PROBLEM DESCRIPTION: How many lines in the rows below contain the word "flower"? Reply with the number alone.

:: DATASET ENTRIES ::

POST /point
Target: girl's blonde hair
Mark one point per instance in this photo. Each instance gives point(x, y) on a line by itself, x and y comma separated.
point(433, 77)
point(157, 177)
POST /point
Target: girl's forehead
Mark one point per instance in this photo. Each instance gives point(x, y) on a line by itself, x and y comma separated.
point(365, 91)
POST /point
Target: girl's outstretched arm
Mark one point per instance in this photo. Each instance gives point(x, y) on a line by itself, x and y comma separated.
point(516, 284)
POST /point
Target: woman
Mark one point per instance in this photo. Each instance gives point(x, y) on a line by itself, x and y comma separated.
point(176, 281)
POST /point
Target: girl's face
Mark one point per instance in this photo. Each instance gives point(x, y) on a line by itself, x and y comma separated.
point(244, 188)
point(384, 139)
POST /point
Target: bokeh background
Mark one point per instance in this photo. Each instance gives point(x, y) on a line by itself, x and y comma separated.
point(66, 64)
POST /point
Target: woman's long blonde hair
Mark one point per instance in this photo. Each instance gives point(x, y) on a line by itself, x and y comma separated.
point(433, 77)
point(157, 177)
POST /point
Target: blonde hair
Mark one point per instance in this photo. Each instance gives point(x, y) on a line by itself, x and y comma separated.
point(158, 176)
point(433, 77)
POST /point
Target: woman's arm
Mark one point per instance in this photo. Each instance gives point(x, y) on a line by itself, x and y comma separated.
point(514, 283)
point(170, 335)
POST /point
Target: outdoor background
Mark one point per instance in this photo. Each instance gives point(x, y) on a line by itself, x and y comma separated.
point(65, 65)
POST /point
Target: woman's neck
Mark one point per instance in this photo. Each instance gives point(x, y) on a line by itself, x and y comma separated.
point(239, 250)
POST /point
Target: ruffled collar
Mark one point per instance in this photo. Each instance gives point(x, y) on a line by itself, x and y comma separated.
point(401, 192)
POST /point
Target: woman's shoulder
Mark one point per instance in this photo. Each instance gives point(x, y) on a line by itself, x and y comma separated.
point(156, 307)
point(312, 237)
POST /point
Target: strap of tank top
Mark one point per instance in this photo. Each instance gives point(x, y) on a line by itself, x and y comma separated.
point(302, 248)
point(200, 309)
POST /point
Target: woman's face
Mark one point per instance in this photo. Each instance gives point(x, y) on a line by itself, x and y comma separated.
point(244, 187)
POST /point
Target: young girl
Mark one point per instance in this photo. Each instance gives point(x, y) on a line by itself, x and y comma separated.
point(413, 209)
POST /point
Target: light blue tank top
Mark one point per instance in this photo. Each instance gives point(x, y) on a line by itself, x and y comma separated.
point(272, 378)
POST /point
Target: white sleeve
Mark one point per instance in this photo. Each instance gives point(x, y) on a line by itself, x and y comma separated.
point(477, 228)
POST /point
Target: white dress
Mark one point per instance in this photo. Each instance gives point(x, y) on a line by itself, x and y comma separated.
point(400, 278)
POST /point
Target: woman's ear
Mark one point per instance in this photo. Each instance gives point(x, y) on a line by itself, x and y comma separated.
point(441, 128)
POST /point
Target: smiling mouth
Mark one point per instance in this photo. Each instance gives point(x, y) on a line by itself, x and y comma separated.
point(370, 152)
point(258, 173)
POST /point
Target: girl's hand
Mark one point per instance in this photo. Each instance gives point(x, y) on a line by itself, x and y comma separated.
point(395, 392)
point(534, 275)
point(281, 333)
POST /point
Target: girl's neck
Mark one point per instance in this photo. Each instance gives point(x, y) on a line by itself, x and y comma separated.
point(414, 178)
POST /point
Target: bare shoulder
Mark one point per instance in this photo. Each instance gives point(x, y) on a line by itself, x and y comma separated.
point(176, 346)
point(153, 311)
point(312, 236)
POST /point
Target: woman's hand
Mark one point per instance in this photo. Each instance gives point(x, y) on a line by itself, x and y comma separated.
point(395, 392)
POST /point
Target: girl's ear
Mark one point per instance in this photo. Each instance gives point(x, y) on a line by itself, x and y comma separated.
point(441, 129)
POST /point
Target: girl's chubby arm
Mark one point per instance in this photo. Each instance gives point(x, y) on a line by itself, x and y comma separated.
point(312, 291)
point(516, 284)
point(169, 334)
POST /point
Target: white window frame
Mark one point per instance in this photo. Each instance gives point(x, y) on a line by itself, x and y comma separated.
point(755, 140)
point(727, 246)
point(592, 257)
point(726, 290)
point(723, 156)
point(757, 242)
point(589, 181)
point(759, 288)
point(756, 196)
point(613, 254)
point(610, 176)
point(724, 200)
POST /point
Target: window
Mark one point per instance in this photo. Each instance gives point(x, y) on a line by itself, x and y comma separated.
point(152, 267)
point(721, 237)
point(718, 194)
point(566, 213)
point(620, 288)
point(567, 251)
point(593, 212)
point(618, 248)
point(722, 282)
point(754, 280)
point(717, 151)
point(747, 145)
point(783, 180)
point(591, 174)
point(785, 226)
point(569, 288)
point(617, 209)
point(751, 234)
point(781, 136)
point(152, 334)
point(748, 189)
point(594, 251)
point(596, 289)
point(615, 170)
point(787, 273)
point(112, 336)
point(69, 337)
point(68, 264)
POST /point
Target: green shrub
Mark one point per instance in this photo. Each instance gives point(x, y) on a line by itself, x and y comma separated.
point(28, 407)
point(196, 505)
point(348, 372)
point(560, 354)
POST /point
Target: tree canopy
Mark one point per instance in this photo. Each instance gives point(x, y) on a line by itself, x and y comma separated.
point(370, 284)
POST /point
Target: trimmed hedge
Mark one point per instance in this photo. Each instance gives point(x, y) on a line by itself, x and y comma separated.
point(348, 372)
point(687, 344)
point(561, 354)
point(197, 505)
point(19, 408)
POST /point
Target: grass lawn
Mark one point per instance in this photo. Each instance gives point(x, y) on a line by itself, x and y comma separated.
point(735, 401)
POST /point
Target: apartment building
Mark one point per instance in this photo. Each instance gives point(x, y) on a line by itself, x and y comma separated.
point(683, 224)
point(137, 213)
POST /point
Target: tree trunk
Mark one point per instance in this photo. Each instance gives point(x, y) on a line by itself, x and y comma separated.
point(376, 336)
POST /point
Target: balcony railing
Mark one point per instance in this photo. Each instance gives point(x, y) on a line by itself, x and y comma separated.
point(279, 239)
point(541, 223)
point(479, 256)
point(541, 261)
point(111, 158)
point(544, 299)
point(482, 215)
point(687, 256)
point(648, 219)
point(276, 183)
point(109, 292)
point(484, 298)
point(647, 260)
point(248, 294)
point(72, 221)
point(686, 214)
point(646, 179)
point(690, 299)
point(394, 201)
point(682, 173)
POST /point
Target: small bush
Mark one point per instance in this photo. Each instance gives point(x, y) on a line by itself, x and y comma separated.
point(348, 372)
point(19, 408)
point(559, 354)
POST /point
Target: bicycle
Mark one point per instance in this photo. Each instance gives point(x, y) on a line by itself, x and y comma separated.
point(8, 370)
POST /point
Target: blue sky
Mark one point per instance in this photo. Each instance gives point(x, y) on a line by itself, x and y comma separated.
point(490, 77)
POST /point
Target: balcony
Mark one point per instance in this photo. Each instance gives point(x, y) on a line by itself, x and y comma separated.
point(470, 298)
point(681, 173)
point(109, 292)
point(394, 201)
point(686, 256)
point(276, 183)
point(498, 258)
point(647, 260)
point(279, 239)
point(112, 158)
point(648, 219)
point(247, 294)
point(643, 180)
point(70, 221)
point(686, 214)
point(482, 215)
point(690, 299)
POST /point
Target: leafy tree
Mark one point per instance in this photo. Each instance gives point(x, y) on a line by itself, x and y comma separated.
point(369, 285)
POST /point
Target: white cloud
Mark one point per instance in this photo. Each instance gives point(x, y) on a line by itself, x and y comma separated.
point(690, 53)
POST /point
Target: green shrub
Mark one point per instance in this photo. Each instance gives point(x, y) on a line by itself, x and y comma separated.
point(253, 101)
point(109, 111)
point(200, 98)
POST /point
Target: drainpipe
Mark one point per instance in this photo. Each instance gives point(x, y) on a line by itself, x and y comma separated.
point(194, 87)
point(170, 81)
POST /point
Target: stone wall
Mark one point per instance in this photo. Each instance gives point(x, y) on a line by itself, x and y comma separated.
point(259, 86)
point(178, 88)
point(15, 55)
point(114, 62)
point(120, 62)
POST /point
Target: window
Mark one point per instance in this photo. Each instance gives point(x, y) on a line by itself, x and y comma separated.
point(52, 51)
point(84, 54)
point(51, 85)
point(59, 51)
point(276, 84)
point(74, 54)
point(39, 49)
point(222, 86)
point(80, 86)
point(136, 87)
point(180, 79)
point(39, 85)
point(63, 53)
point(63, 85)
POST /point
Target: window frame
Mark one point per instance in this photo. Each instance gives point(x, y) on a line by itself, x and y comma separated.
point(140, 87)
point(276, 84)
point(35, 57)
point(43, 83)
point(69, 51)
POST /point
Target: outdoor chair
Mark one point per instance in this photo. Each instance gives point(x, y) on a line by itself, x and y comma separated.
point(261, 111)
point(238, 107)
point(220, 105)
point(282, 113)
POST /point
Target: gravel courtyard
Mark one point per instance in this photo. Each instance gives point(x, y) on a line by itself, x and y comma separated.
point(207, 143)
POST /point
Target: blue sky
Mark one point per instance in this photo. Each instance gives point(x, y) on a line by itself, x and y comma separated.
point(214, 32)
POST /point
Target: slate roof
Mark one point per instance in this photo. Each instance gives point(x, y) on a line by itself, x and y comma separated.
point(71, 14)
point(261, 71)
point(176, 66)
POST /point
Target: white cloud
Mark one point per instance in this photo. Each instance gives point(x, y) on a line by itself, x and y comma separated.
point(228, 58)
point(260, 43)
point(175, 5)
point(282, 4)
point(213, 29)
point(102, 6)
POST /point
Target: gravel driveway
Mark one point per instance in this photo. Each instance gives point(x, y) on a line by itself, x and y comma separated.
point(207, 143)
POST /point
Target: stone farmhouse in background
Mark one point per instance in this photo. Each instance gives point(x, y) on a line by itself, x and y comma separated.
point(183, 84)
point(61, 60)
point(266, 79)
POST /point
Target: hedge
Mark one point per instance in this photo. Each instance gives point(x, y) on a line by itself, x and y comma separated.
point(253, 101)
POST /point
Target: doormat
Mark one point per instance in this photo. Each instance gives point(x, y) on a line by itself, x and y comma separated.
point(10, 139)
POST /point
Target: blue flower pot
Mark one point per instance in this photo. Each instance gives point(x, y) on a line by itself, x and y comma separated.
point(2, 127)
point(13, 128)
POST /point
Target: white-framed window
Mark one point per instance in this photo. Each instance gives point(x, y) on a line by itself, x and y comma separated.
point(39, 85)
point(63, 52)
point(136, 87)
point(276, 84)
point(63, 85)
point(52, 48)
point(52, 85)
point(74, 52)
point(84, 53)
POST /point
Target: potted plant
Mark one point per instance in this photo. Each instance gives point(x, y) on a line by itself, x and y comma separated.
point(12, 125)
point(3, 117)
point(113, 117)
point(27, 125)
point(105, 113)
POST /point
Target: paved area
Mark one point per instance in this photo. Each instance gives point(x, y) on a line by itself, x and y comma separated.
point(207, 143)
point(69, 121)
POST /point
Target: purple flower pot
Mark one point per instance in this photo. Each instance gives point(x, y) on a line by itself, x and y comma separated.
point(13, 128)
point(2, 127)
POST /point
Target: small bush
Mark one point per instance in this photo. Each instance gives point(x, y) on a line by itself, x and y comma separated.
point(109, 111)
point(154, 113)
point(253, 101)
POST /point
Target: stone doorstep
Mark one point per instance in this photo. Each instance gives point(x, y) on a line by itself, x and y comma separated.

:::

RESULT FOR THIS TASK: 2